Recorded data:

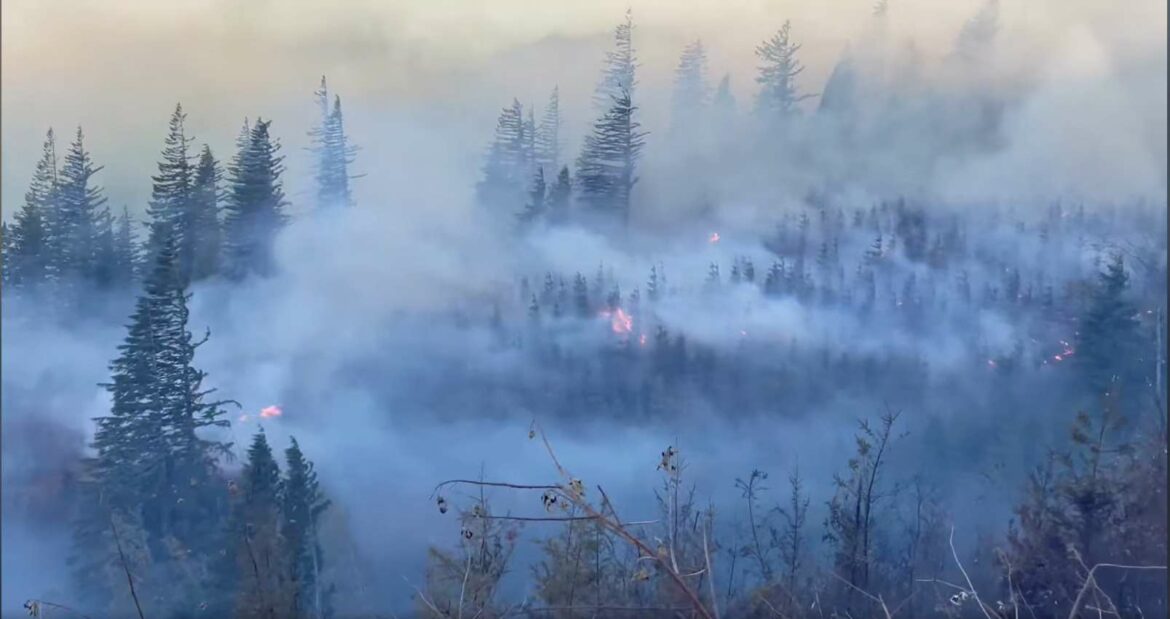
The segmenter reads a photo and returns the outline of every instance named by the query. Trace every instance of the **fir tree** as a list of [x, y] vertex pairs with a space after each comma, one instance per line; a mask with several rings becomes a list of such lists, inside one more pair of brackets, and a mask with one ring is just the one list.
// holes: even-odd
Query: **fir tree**
[[281, 535], [280, 469], [264, 432], [257, 432], [232, 505], [228, 524], [229, 554], [234, 560], [235, 599], [232, 616], [248, 619], [290, 617], [294, 589], [289, 580], [289, 551]]
[[984, 57], [998, 32], [999, 0], [985, 0], [979, 11], [959, 31], [955, 54], [966, 62]]
[[146, 208], [150, 219], [146, 253], [147, 260], [152, 262], [162, 238], [174, 235], [178, 243], [179, 276], [184, 281], [190, 281], [196, 243], [194, 231], [190, 227], [195, 170], [189, 150], [194, 139], [187, 137], [184, 127], [186, 118], [183, 106], [176, 105], [163, 142], [158, 174], [151, 177], [154, 185], [150, 204]]
[[[52, 232], [55, 269], [63, 279], [92, 281], [96, 275], [98, 224], [106, 199], [91, 179], [101, 169], [94, 167], [85, 150], [85, 136], [78, 127], [58, 177], [58, 210]], [[72, 304], [78, 299], [66, 298], [64, 302]]]
[[707, 51], [696, 39], [683, 48], [674, 71], [672, 126], [681, 128], [696, 122], [707, 105], [708, 95]]
[[528, 202], [524, 204], [524, 211], [517, 215], [521, 223], [532, 223], [540, 219], [546, 211], [544, 196], [544, 168], [536, 169], [536, 176], [532, 179], [532, 188], [528, 191]]
[[630, 9], [626, 10], [625, 21], [614, 28], [613, 39], [614, 49], [605, 53], [605, 68], [593, 94], [594, 106], [601, 112], [609, 110], [614, 99], [623, 95], [634, 96], [637, 84], [634, 72], [638, 59], [634, 52], [634, 16]]
[[[153, 268], [144, 283], [118, 358], [110, 365], [110, 413], [97, 418], [91, 474], [102, 497], [79, 523], [112, 511], [140, 523], [153, 562], [186, 572], [214, 550], [215, 523], [222, 515], [216, 460], [228, 444], [200, 436], [225, 427], [222, 402], [204, 401], [206, 374], [193, 366], [195, 349], [187, 331], [190, 296], [178, 274], [173, 234], [158, 239]], [[85, 536], [83, 536], [85, 537]], [[82, 553], [85, 549], [79, 549]], [[84, 580], [85, 574], [80, 575]], [[193, 586], [193, 585], [192, 585]], [[174, 602], [193, 595], [175, 592]]]
[[853, 56], [846, 52], [845, 56], [833, 67], [829, 80], [825, 82], [825, 91], [821, 94], [817, 113], [844, 114], [853, 108], [857, 91], [857, 69], [854, 66]]
[[662, 284], [658, 281], [658, 267], [650, 266], [650, 279], [646, 280], [646, 296], [651, 303], [662, 297]]
[[630, 194], [638, 182], [635, 174], [645, 133], [634, 119], [637, 108], [630, 93], [615, 98], [612, 107], [585, 136], [577, 159], [577, 185], [581, 200], [600, 213], [610, 213], [629, 222]]
[[1097, 396], [1115, 384], [1137, 384], [1131, 360], [1137, 350], [1139, 325], [1137, 310], [1126, 298], [1128, 287], [1125, 262], [1116, 254], [1098, 275], [1088, 311], [1081, 320], [1074, 360], [1091, 393]]
[[276, 271], [273, 244], [285, 223], [280, 175], [284, 157], [269, 136], [272, 121], [257, 119], [247, 146], [229, 167], [224, 216], [224, 260], [229, 277], [270, 276]]
[[0, 222], [0, 285], [8, 288], [12, 285], [12, 233], [8, 230], [8, 222]]
[[130, 220], [130, 209], [123, 206], [122, 216], [114, 229], [114, 253], [112, 278], [116, 289], [129, 286], [137, 275], [138, 247], [134, 239], [134, 227]]
[[500, 112], [495, 140], [484, 163], [483, 179], [476, 186], [481, 204], [512, 211], [522, 203], [526, 183], [531, 179], [524, 128], [523, 106], [513, 99], [512, 105]]
[[110, 290], [115, 286], [115, 265], [117, 248], [114, 247], [114, 218], [108, 208], [98, 212], [94, 222], [94, 263], [93, 284], [98, 290]]
[[535, 136], [536, 165], [546, 174], [560, 167], [561, 161], [561, 95], [560, 87], [554, 86], [544, 108], [544, 116]]
[[59, 249], [54, 242], [57, 191], [57, 151], [53, 130], [49, 129], [32, 183], [24, 194], [24, 204], [5, 235], [6, 284], [33, 288], [53, 276], [53, 267], [57, 266], [54, 252]]
[[524, 116], [524, 124], [521, 126], [521, 131], [524, 134], [524, 162], [525, 170], [532, 170], [536, 167], [536, 117], [532, 108], [528, 108], [528, 113]]
[[796, 113], [796, 104], [809, 95], [801, 95], [796, 88], [796, 76], [804, 67], [796, 58], [800, 45], [790, 38], [791, 24], [784, 22], [772, 38], [756, 48], [756, 55], [763, 63], [756, 83], [760, 93], [756, 98], [756, 110], [765, 118], [782, 120]]
[[289, 582], [293, 589], [290, 617], [329, 617], [334, 587], [323, 582], [324, 557], [318, 529], [330, 501], [321, 492], [313, 464], [305, 459], [295, 438], [285, 450], [285, 478], [281, 496], [281, 532], [288, 551]]
[[341, 97], [334, 95], [331, 108], [324, 75], [321, 76], [321, 86], [313, 94], [317, 97], [321, 114], [319, 124], [309, 131], [312, 140], [310, 150], [316, 166], [317, 206], [352, 206], [349, 181], [355, 177], [350, 176], [349, 165], [354, 162], [357, 147], [349, 143], [345, 134]]
[[731, 93], [731, 75], [724, 74], [711, 97], [711, 107], [719, 118], [726, 121], [735, 115], [735, 95]]
[[222, 179], [219, 162], [205, 144], [195, 166], [191, 194], [190, 229], [194, 237], [191, 247], [192, 281], [206, 279], [219, 272], [223, 236], [219, 221]]
[[549, 221], [560, 223], [569, 216], [569, 200], [573, 195], [573, 184], [569, 178], [569, 166], [563, 166], [557, 180], [548, 191], [545, 206], [548, 209]]
[[573, 279], [573, 304], [577, 308], [578, 318], [589, 317], [589, 284], [580, 273]]

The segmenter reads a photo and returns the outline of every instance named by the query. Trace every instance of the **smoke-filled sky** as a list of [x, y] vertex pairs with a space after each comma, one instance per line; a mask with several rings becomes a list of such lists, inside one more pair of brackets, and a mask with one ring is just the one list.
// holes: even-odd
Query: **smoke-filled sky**
[[[221, 282], [197, 285], [191, 330], [212, 329], [197, 364], [221, 395], [252, 413], [273, 403], [285, 406], [285, 417], [270, 422], [274, 443], [283, 447], [288, 433], [301, 438], [339, 509], [351, 519], [356, 543], [372, 561], [389, 566], [381, 580], [394, 586], [399, 575], [417, 580], [424, 545], [452, 537], [450, 522], [431, 522], [426, 501], [439, 479], [474, 475], [481, 463], [489, 476], [513, 481], [550, 477], [545, 455], [524, 440], [532, 416], [543, 420], [562, 458], [583, 477], [604, 480], [619, 501], [641, 497], [644, 503], [635, 511], [652, 509], [646, 493], [660, 481], [655, 458], [672, 441], [681, 442], [691, 458], [704, 500], [734, 500], [732, 480], [755, 466], [771, 467], [780, 479], [783, 467], [800, 461], [820, 501], [851, 448], [853, 419], [875, 412], [874, 402], [842, 395], [808, 410], [779, 402], [775, 408], [783, 415], [737, 420], [739, 425], [724, 423], [720, 413], [726, 411], [695, 410], [641, 426], [603, 419], [572, 430], [549, 411], [515, 410], [498, 422], [480, 419], [479, 398], [510, 401], [473, 392], [462, 406], [442, 409], [430, 398], [447, 395], [444, 372], [455, 368], [455, 375], [485, 383], [511, 376], [538, 384], [552, 377], [520, 353], [494, 350], [483, 324], [453, 327], [448, 312], [471, 308], [483, 318], [501, 287], [520, 275], [539, 278], [546, 268], [592, 275], [604, 263], [616, 270], [627, 292], [644, 284], [650, 266], [663, 261], [672, 285], [680, 288], [697, 288], [709, 262], [727, 268], [734, 256], [757, 259], [762, 274], [770, 256], [760, 231], [771, 229], [778, 206], [792, 206], [783, 202], [795, 197], [785, 194], [787, 185], [800, 194], [816, 185], [810, 176], [853, 181], [849, 197], [859, 199], [849, 208], [868, 208], [875, 198], [907, 188], [948, 206], [994, 202], [1026, 210], [1069, 197], [1098, 203], [1139, 197], [1164, 204], [1166, 4], [1003, 0], [996, 46], [976, 70], [960, 73], [947, 59], [964, 22], [983, 5], [983, 0], [890, 0], [878, 44], [872, 0], [5, 0], [0, 5], [4, 218], [22, 199], [45, 129], [57, 130], [60, 149], [78, 124], [96, 163], [105, 166], [97, 180], [111, 205], [125, 204], [141, 215], [167, 119], [179, 101], [188, 114], [188, 133], [209, 143], [221, 160], [230, 156], [245, 117], [272, 119], [288, 156], [285, 182], [292, 211], [303, 215], [312, 195], [305, 133], [315, 121], [312, 92], [326, 74], [342, 96], [351, 139], [362, 147], [354, 169], [365, 174], [355, 180], [358, 206], [336, 219], [294, 219], [277, 243], [282, 272], [272, 280], [239, 289]], [[539, 110], [559, 86], [571, 160], [593, 117], [589, 97], [612, 29], [627, 6], [641, 62], [639, 114], [651, 131], [634, 206], [640, 227], [622, 240], [575, 226], [515, 240], [501, 232], [499, 222], [486, 221], [472, 201], [496, 116], [513, 97]], [[894, 69], [913, 67], [936, 90], [929, 96], [908, 92], [905, 99], [925, 102], [923, 113], [900, 117], [903, 124], [892, 123], [890, 141], [866, 143], [860, 154], [826, 147], [807, 148], [810, 157], [794, 149], [799, 152], [753, 158], [754, 153], [715, 139], [710, 151], [718, 161], [676, 157], [664, 144], [682, 47], [702, 38], [712, 81], [730, 74], [739, 109], [746, 112], [756, 92], [754, 49], [785, 20], [791, 20], [794, 40], [802, 45], [807, 69], [798, 83], [804, 92], [819, 93], [847, 51], [866, 69], [890, 59]], [[967, 96], [965, 88], [1005, 102], [1002, 142], [975, 155], [948, 152], [950, 145], [925, 139], [937, 139], [930, 134], [939, 127], [963, 125], [966, 112], [954, 101]], [[946, 103], [935, 105], [939, 101]], [[813, 109], [817, 99], [806, 105]], [[822, 130], [813, 126], [794, 143], [815, 146]], [[742, 132], [729, 131], [733, 138]], [[691, 150], [702, 154], [703, 149]], [[693, 206], [684, 202], [693, 198], [689, 183], [696, 177], [716, 195], [703, 217], [720, 226], [718, 245], [707, 243], [707, 221], [674, 215], [680, 212], [674, 209]], [[779, 190], [771, 191], [772, 185]], [[1164, 230], [1164, 209], [1160, 225]], [[975, 228], [973, 253], [1039, 265], [1057, 282], [1091, 268], [1089, 252], [1080, 245], [1045, 246], [1048, 253], [1041, 254], [1031, 231], [1016, 234], [1009, 227]], [[1164, 241], [1134, 238], [1153, 243], [1164, 269]], [[868, 242], [868, 237], [843, 242], [841, 252], [856, 261]], [[970, 267], [979, 283], [1000, 276], [982, 272], [980, 264]], [[921, 265], [898, 268], [927, 276]], [[791, 299], [765, 299], [749, 287], [716, 301], [680, 298], [663, 304], [663, 324], [692, 342], [723, 347], [720, 352], [734, 348], [727, 345], [727, 331], [735, 338], [743, 329], [745, 335], [750, 330], [784, 342], [795, 333], [814, 345], [851, 348], [851, 353], [921, 355], [931, 364], [934, 388], [973, 401], [992, 397], [972, 387], [983, 383], [956, 378], [975, 354], [973, 342], [980, 354], [998, 354], [1027, 339], [1026, 325], [995, 311], [954, 310], [933, 317], [923, 332], [908, 334], [891, 325], [864, 326], [844, 312], [801, 307]], [[29, 317], [35, 309], [12, 307], [14, 317], [10, 322], [6, 315], [5, 322], [3, 379], [15, 395], [6, 398], [35, 404], [6, 409], [6, 429], [13, 419], [36, 418], [79, 435], [90, 433], [90, 418], [108, 409], [108, 394], [97, 383], [108, 377], [106, 363], [123, 334], [121, 317], [60, 329], [33, 324]], [[733, 327], [724, 324], [728, 316], [738, 321]], [[601, 333], [610, 335], [601, 326]], [[754, 352], [766, 364], [774, 351], [765, 346]], [[1028, 386], [1040, 391], [1050, 385], [1046, 380], [1052, 379], [1036, 378]], [[953, 388], [947, 381], [954, 381]], [[921, 422], [916, 431], [928, 417], [945, 421], [950, 432], [980, 423], [956, 419], [945, 401], [931, 404], [936, 406], [912, 411], [920, 415], [911, 422]], [[237, 423], [235, 440], [245, 441], [253, 427]], [[1046, 431], [1059, 434], [1063, 428]], [[1018, 434], [1023, 438], [1004, 438], [998, 448], [1022, 451], [1012, 441], [1036, 437]], [[922, 457], [961, 469], [965, 458], [974, 461], [973, 454], [992, 442], [972, 441], [964, 447], [970, 452]], [[900, 464], [912, 470], [919, 455], [909, 450]], [[981, 462], [1000, 457], [980, 452]], [[1017, 456], [1002, 458], [1014, 462]], [[6, 479], [15, 474], [14, 464], [5, 460]], [[956, 473], [963, 475], [975, 473]], [[979, 498], [966, 488], [954, 492], [966, 501]], [[507, 499], [501, 502], [513, 507]], [[999, 518], [1003, 511], [987, 517]], [[14, 556], [9, 535], [6, 567]], [[29, 552], [46, 554], [35, 545]], [[61, 574], [52, 571], [56, 567], [45, 567], [52, 576], [46, 580], [64, 586]], [[4, 592], [28, 597], [42, 585], [36, 579], [27, 586], [6, 580]], [[398, 588], [394, 604], [408, 593]]]
[[[981, 4], [892, 0], [888, 28], [898, 45], [936, 64]], [[466, 176], [513, 96], [541, 104], [558, 84], [567, 129], [572, 136], [583, 130], [601, 53], [627, 6], [637, 24], [643, 122], [653, 131], [665, 124], [671, 72], [687, 41], [704, 40], [712, 76], [730, 73], [743, 105], [755, 93], [755, 45], [790, 19], [807, 66], [800, 84], [815, 94], [864, 36], [872, 5], [11, 0], [2, 9], [5, 217], [23, 195], [48, 126], [71, 135], [83, 125], [106, 166], [99, 178], [112, 203], [140, 212], [176, 101], [188, 110], [190, 132], [220, 154], [244, 117], [273, 119], [295, 172], [305, 163], [311, 92], [327, 74], [345, 98], [354, 140], [367, 147], [364, 171], [386, 178], [408, 162], [433, 162]], [[1042, 109], [1019, 111], [1017, 122], [1033, 138], [1008, 161], [987, 165], [1019, 169], [1058, 157], [1056, 171], [1070, 182], [1116, 168], [1154, 193], [1164, 188], [1165, 3], [1006, 0], [1001, 16], [1003, 44], [991, 66], [1035, 86]], [[1070, 144], [1073, 127], [1094, 131], [1094, 139]], [[303, 201], [305, 188], [291, 185], [294, 201]], [[381, 199], [382, 189], [361, 183], [358, 197]]]

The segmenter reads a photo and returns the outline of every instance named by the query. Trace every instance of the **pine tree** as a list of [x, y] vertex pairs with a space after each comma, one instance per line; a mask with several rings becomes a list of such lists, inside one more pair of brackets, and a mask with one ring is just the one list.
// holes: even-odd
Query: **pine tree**
[[532, 178], [528, 172], [524, 126], [523, 106], [513, 99], [512, 105], [500, 112], [495, 140], [484, 163], [483, 179], [476, 185], [480, 204], [507, 208], [510, 212], [522, 204], [526, 184]]
[[801, 95], [796, 88], [796, 76], [804, 67], [796, 58], [800, 45], [790, 38], [791, 24], [787, 21], [772, 38], [756, 48], [756, 55], [763, 64], [756, 83], [760, 93], [756, 98], [756, 110], [765, 118], [782, 120], [796, 113], [796, 104], [810, 95]]
[[651, 303], [662, 298], [662, 284], [658, 281], [658, 267], [650, 266], [650, 279], [646, 280], [646, 296]]
[[731, 93], [730, 74], [724, 74], [723, 79], [719, 80], [719, 86], [711, 98], [711, 107], [721, 120], [726, 121], [735, 115], [735, 95]]
[[560, 223], [569, 216], [569, 200], [573, 195], [573, 183], [569, 178], [569, 166], [563, 166], [557, 180], [548, 191], [545, 205], [548, 209], [549, 221]]
[[[92, 281], [96, 275], [98, 224], [106, 203], [101, 188], [90, 182], [102, 168], [94, 167], [84, 139], [78, 127], [58, 177], [58, 211], [52, 232], [56, 270], [63, 279], [72, 281]], [[75, 294], [69, 296], [63, 299], [66, 304], [78, 302]]]
[[115, 286], [115, 268], [118, 261], [114, 246], [114, 218], [108, 208], [97, 213], [94, 222], [93, 285], [98, 290]]
[[536, 117], [531, 107], [524, 115], [521, 131], [524, 134], [524, 169], [532, 170], [536, 168]]
[[[121, 514], [141, 525], [154, 563], [197, 571], [214, 551], [222, 515], [216, 459], [229, 448], [198, 432], [228, 422], [221, 419], [221, 402], [204, 401], [211, 393], [202, 388], [206, 374], [193, 366], [201, 342], [187, 331], [190, 295], [178, 274], [176, 239], [168, 234], [158, 242], [126, 339], [110, 365], [111, 382], [103, 385], [112, 396], [110, 413], [95, 420], [91, 474], [102, 509], [91, 505], [79, 529], [101, 530], [100, 520], [108, 517], [103, 511]], [[188, 589], [169, 597], [197, 604], [177, 599], [193, 594]]]
[[703, 42], [696, 39], [683, 48], [674, 71], [672, 126], [677, 129], [697, 122], [699, 113], [707, 105], [708, 96], [707, 51]]
[[985, 0], [979, 11], [959, 31], [955, 54], [967, 62], [984, 57], [998, 32], [999, 0]]
[[330, 501], [321, 492], [313, 464], [305, 459], [295, 438], [284, 451], [285, 469], [281, 532], [288, 551], [289, 582], [293, 589], [292, 618], [329, 617], [333, 586], [326, 586], [324, 557], [318, 529]]
[[349, 181], [355, 177], [349, 174], [349, 164], [354, 162], [357, 147], [349, 143], [345, 134], [341, 97], [334, 95], [333, 107], [330, 108], [329, 89], [325, 85], [324, 75], [321, 76], [321, 86], [313, 94], [316, 95], [321, 114], [319, 124], [309, 131], [312, 140], [310, 150], [316, 166], [317, 206], [352, 206]]
[[544, 108], [544, 116], [535, 136], [536, 165], [545, 174], [552, 174], [561, 161], [561, 95], [560, 87], [554, 86]]
[[578, 318], [589, 318], [589, 284], [580, 273], [573, 279], [573, 304]]
[[601, 112], [609, 110], [614, 99], [623, 94], [630, 98], [634, 96], [637, 85], [634, 72], [638, 59], [634, 52], [634, 16], [630, 9], [626, 10], [625, 21], [614, 28], [613, 39], [614, 49], [605, 53], [605, 68], [593, 94], [593, 104]]
[[146, 208], [150, 220], [146, 254], [147, 261], [153, 262], [153, 255], [158, 251], [162, 238], [174, 235], [178, 243], [179, 276], [184, 281], [190, 281], [196, 243], [190, 226], [195, 170], [189, 150], [194, 139], [187, 137], [184, 127], [186, 119], [183, 106], [176, 105], [163, 142], [158, 174], [151, 177], [154, 185], [150, 204]]
[[122, 216], [118, 218], [114, 229], [114, 254], [112, 260], [113, 286], [115, 289], [124, 289], [133, 283], [138, 268], [138, 247], [134, 239], [133, 223], [130, 220], [130, 209], [123, 206]]
[[247, 146], [229, 167], [224, 216], [224, 260], [229, 277], [267, 277], [275, 273], [273, 245], [284, 226], [284, 189], [280, 175], [284, 157], [280, 143], [269, 136], [272, 121], [257, 119]]
[[33, 172], [32, 183], [24, 194], [24, 205], [13, 217], [5, 235], [8, 253], [4, 266], [5, 283], [17, 288], [37, 287], [55, 274], [54, 242], [57, 197], [57, 150], [53, 130], [45, 135], [41, 158]]
[[844, 114], [853, 108], [857, 96], [857, 69], [849, 52], [833, 67], [817, 113]]
[[0, 286], [12, 285], [12, 232], [7, 221], [0, 221]]
[[219, 221], [222, 180], [219, 162], [205, 144], [195, 166], [191, 194], [190, 228], [194, 237], [191, 247], [192, 281], [206, 279], [219, 272], [223, 237]]
[[524, 210], [516, 217], [520, 223], [532, 223], [544, 215], [547, 206], [544, 196], [544, 168], [536, 169], [536, 177], [532, 179], [532, 188], [528, 191], [528, 202]]
[[280, 469], [264, 432], [248, 448], [240, 480], [240, 496], [232, 505], [228, 552], [234, 560], [233, 617], [290, 617], [294, 589], [289, 581], [289, 551], [281, 535]]
[[1081, 319], [1074, 360], [1096, 396], [1115, 385], [1137, 384], [1132, 360], [1137, 350], [1139, 324], [1137, 310], [1126, 298], [1128, 288], [1125, 262], [1116, 254], [1098, 275], [1088, 311]]
[[577, 185], [581, 200], [600, 213], [629, 222], [630, 194], [638, 182], [635, 168], [645, 133], [634, 119], [637, 108], [630, 93], [615, 98], [612, 107], [593, 124], [577, 159]]

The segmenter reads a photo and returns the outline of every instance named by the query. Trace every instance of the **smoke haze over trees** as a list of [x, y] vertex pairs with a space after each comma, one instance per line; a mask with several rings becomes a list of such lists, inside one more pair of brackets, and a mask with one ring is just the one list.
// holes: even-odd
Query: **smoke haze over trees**
[[1166, 613], [1164, 6], [347, 4], [6, 41], [0, 612]]

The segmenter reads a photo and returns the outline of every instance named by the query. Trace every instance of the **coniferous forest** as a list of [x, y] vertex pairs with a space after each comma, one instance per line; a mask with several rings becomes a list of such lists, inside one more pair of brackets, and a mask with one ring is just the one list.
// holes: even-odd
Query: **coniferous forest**
[[1164, 25], [840, 4], [6, 135], [0, 613], [1166, 616]]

§ **Assignment**
Your task is to set down exactly the lines from the line containing "Query: **coniferous forest**" to the end of the data above, including both ends.

§ **Finished task**
Query: **coniferous forest**
[[1164, 25], [840, 4], [6, 135], [0, 613], [1166, 616]]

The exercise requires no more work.